[Extrait du document]

Compagnie fictive, assistance et service inexistants : le plan semblait être bien rodé. Derrière la fraude, un couple de Mauriciens actuellement recherché par des autorités policières au Canada. En effet, celui-ci aurait escroqué plusieurs compatriotes, à hauteur de Rs 600 000 chacun, en échange de facilités pour obtenir un permis de résidence dans ce pays. Hélas, les deux suspects ont pris la poudre d’escampette, emportant le magot évalué à des millions de roupies.

À ce stade, les autorités ont comptabilisé une vingtaine de victimes et poursuivent leur enquête. Comme elles, plusieurs Mauriciens se sont retrouvés piégés par des pseudos agents d’immigration. Dylan, 36 ans, et son frère, Jerry, 32 ans, s’en souviennent encore. «Nous avions chacun contracté un emprunt de Rs 500 000. Une connaissance de notre père nous avait mis en contact avec un agent facilitateur pour la Grande-Bretagne. Nous lui faisions confiance», raconte Jerry. L’agent leur promet alors des visas étudiants, suivis de permis de séjour permanents.

L’offre est plus qu’alléchante. Dylan et Jerry lui remettent l’argent en février 2017 pour un départ prévu en juin. Reprenant contact peu de temps après, ils découvrent avec stupeur que l’agent s’est volatilisé. «Nous ne savions plus où chercher. Imaginez le tourment. Nous avions des prêts à rembourser. Et là, tout l’argent était parti en fumée», ajoute-t-il. Et le rêve de partir aussi. Épaulés par leur famille, les deux frères ont dû rembourser leurs dettes et n’ont jamais pu quitter Maurice.

Kevin, 29 ans, en a aussi fait les frais. «Il n’y avait pas d’avenir à Maurice. Je voulais partir pour le Canada. À travers un ami, j’ai connu un agent d’immigration», confie le jeune homme. Informaticien de profession, il entame les démarches pour un permis de travail. Pour cela, il paie 17 000 dollars, plus de Rs 400 000. Peu après, il obtient le document l’autorisant à y travailler, mais comme fermier. Sur place, il devait être assisté et canalisé vers son employeur. «Je suis arrivé au Canada en 2015. Rien n’avait été fait. Je ne connaissais même pas l’employeur. J’ai contacté l’agent, mais il voulait encore plus d’argent», confie-t-il.

Faisant ses démarches seul, il n’arrive pas à décrocher d’emploi. Il entame alors des études pour devenir administrateur de réseau. Soutenu par sa famille, Kevin séjourne toujours au Canada. Il n’a jamais obtenu un poste pour le permis agréé et est présentement en quête d’une fonction rejoignant ses nouvelles qualifications. Il a réclamé un remboursement de l’agent, en vain.

[Liste des enregistrements]
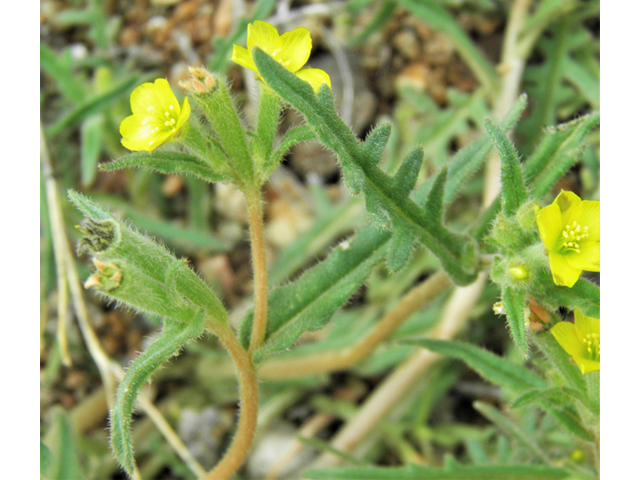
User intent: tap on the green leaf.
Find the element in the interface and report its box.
[254,49,478,285]
[48,413,85,480]
[485,119,529,216]
[40,440,53,478]
[524,112,600,198]
[398,0,499,92]
[99,150,228,183]
[400,339,546,392]
[364,122,392,167]
[46,74,140,137]
[80,114,104,187]
[262,125,316,181]
[502,287,529,358]
[240,227,390,361]
[473,402,551,465]
[511,387,584,408]
[304,465,569,480]
[111,312,204,478]
[413,94,527,204]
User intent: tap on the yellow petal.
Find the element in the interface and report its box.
[274,28,311,73]
[565,240,600,272]
[574,358,600,375]
[551,322,584,358]
[536,202,563,250]
[231,45,258,73]
[120,115,173,152]
[247,20,280,57]
[549,250,582,287]
[571,200,600,241]
[296,68,331,92]
[131,78,180,115]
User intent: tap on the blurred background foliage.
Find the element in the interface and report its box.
[40,0,600,480]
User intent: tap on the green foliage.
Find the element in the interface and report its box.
[305,465,569,480]
[110,311,205,475]
[240,227,390,362]
[254,49,477,285]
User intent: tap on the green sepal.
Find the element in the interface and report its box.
[484,119,529,216]
[69,190,227,322]
[99,151,230,183]
[387,222,416,272]
[109,311,205,475]
[393,147,424,192]
[533,331,587,394]
[239,226,390,362]
[256,82,282,165]
[536,269,600,318]
[400,339,547,392]
[502,287,529,358]
[364,122,392,167]
[304,462,570,480]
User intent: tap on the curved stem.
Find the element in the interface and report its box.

[Consigne]
Répondez à ces questions à partir de l'extrait sur les faux agents d'immigration.
1. Quelle somme chaque compatriote escroqué par le couple aurait-il versée ?
2. Quel montant Dylan et Jerry avaient-ils chacun emprunté ?
3. En quelle année Kevin est-il arrivé au Canada ?

[Réponse]
1. Rs 600 000.
2. Rs 500 000.
3. En 2015.